**WHAT TO WORK ON**: Put each line of the rows below into a Markdown table with the columns Line No. and Text, numbering the lines and skipping any blank ones. Leave the pictures out.

**SUPPLIED MATERIAL**:

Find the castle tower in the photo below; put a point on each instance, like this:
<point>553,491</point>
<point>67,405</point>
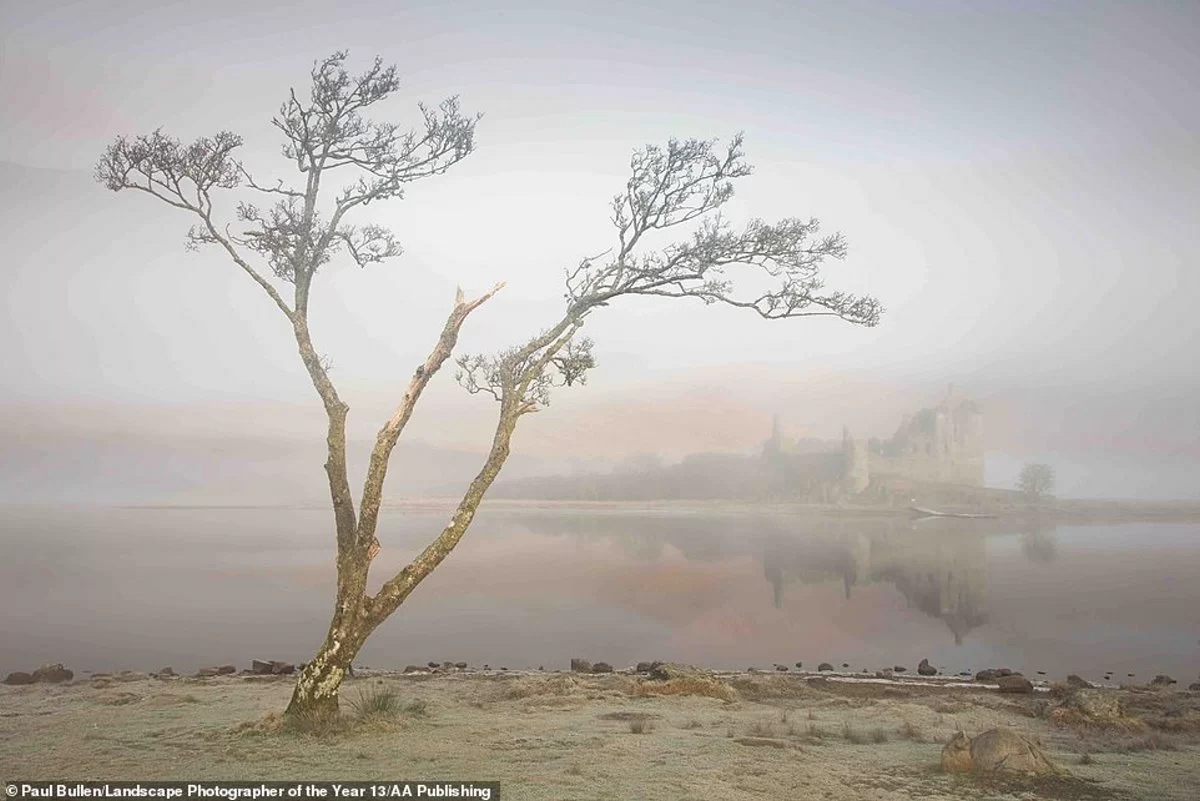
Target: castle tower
<point>856,470</point>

**EXPECTED ANSWER**:
| Line No. | Text |
|---|---|
| 1 | Find the castle tower in the photo below; put a point on each instance, like this: |
| 2 | <point>553,491</point> |
| 3 | <point>67,405</point> |
| 4 | Target: castle tower |
| 5 | <point>856,470</point> |